Galerie Buchholz is an art gallery specializing in international contemporary art with exhibition spaces in Cologne, Berlin and New York City. The gallery was founded in Cologne in 1986 by Daniel Buchholz, and today is run jointly with Christopher Müller.

History 

The gallery's exhibition spaces are located in Cologne at Neven-DuMont-Strasse 17, in Berlin at Fasanenstrasse 30, and in New York at 17 East 82nd Street. Since its founding the gallery has had various locations in Cologne. Its first location was at Bismark Strasse 50, in a former storage facility of the Cologne gallerist Rudolf Zwirner. In 1988, the gallery opened at Venloer Strasse 21. In 1990, Buchholz and gallerist Esther Schipper opened Buchholz & Schipper, a shop specializing in multiples, at Albertusstrasse 26. In 1992, Buchholz & Buchholz opened on Breite Strasse 36, an exhibition space in the second antique bookshop of Daniel Buchholz's father. 

Since 1994, Galerie Daniel Buchholz has been located at Neven-DuMont-Strasse 17, in the primary location of the antiquarian bookstore that his father founded. Daniel Buchholz converted the former storage spaces of the bookstore into exhibition spaces, and, since his father's death in 1993, has continued to run Antiquariat Buchholz parallel to the gallery. This address remains the headquarters for the gallery today. The art historian Christopher Müller began organizing film programs and co-curating exhibitions in the gallery in 1996. Since 2000 he has been a partner in the gallery. In 2006 the gallery opened a second exhibition space in Cologne on the nearby Elisenstrasse. 

In 2008, Galerie Buchholz established a location at Fasanenstrasse 30 in the Charlottenburg neighborhood of Berlin. In 2015, it opened an exhibition space in New York City, at 17 East 82nd Street on the Upper East Side, Manhattan.

Exhibitions 
In 1985, Daniel Buchholz organized exhibitions with artists John Armleder and Brian Eno in the former storage facility of Rudolf Zwirner in Cologne. Following this, he founded a space called Daniel Buchholz, where he mounted exhibitions of John M. Armleder, Olivier Mosset, Udo Lefin, Allan Belcher and Uwe Lausen, Ken Lum, Dieter Roth and the Canadian artist collective General Idea. In 1987 Buchholz organized an exhibition on the history of multiples and exhibitions of the complete graphic works of Blinky Palermo and Sigmar Polke.

————————

#### [WORK TO DO]
a. Return the passage of the Galerie Buchholz text from "Since 1994, Galerie" up to and including "the nearby Elisenstrasse.", copied word for word.
b. According to the Galerie Buchholz text, on which street did the gallery open a second exhibition space in Cologne in 2006?

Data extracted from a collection
————————

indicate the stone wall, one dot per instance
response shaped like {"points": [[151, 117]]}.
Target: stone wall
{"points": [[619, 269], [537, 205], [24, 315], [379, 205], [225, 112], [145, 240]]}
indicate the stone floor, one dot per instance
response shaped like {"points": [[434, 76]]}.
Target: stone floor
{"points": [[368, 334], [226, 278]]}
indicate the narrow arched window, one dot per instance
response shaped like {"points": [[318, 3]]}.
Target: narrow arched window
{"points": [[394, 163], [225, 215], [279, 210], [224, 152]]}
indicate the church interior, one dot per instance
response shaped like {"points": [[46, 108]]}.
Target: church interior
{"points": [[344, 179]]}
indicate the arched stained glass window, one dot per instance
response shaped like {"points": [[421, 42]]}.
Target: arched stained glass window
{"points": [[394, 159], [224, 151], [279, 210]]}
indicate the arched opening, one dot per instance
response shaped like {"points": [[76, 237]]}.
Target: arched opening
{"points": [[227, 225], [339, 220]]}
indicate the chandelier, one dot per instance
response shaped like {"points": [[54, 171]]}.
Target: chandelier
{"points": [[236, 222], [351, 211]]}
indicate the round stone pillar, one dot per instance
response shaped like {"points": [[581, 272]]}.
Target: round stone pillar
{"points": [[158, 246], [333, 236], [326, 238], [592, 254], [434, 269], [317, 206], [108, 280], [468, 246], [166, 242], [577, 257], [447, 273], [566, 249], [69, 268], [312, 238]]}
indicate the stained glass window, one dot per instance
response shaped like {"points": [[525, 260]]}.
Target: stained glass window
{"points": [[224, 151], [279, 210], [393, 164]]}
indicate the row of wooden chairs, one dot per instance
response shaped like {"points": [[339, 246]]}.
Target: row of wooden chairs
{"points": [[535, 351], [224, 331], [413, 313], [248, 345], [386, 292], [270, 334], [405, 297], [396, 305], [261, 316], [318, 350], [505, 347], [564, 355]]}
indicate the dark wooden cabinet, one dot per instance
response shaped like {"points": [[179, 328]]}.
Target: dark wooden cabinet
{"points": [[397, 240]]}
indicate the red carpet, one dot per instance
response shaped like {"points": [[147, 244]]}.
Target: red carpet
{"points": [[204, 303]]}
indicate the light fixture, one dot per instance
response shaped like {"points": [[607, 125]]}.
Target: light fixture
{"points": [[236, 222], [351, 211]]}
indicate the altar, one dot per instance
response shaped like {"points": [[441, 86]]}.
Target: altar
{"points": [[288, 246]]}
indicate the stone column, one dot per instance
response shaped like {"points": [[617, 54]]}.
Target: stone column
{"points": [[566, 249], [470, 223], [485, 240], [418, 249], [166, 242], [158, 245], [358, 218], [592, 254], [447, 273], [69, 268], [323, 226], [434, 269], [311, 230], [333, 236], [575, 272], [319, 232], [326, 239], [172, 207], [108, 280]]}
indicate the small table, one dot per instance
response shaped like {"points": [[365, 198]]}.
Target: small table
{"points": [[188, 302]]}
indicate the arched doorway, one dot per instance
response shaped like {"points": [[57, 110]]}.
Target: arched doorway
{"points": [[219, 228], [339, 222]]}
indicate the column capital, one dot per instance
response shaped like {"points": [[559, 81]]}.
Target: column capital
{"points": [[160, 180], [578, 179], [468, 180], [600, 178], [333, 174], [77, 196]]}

————————

#### [EXPECTED OUTPUTS]
a.
Since 1994, Galerie Daniel Buchholz has been located at Neven-DuMont-Strasse 17, in the primary location of the antiquarian bookstore that his father founded. Daniel Buchholz converted the former storage spaces of the bookstore into exhibition spaces, and, since his father's death in 1993, has continued to run Antiquariat Buchholz parallel to the gallery. This address remains the headquarters for the gallery today. The art historian Christopher Müller began organizing film programs and co-curating exhibitions in the gallery in 1996. Since 2000 he has been a partner in the gallery. In 2006 the gallery opened a second exhibition space in Cologne on the nearby Elisenstrasse.

b. Elisenstrasse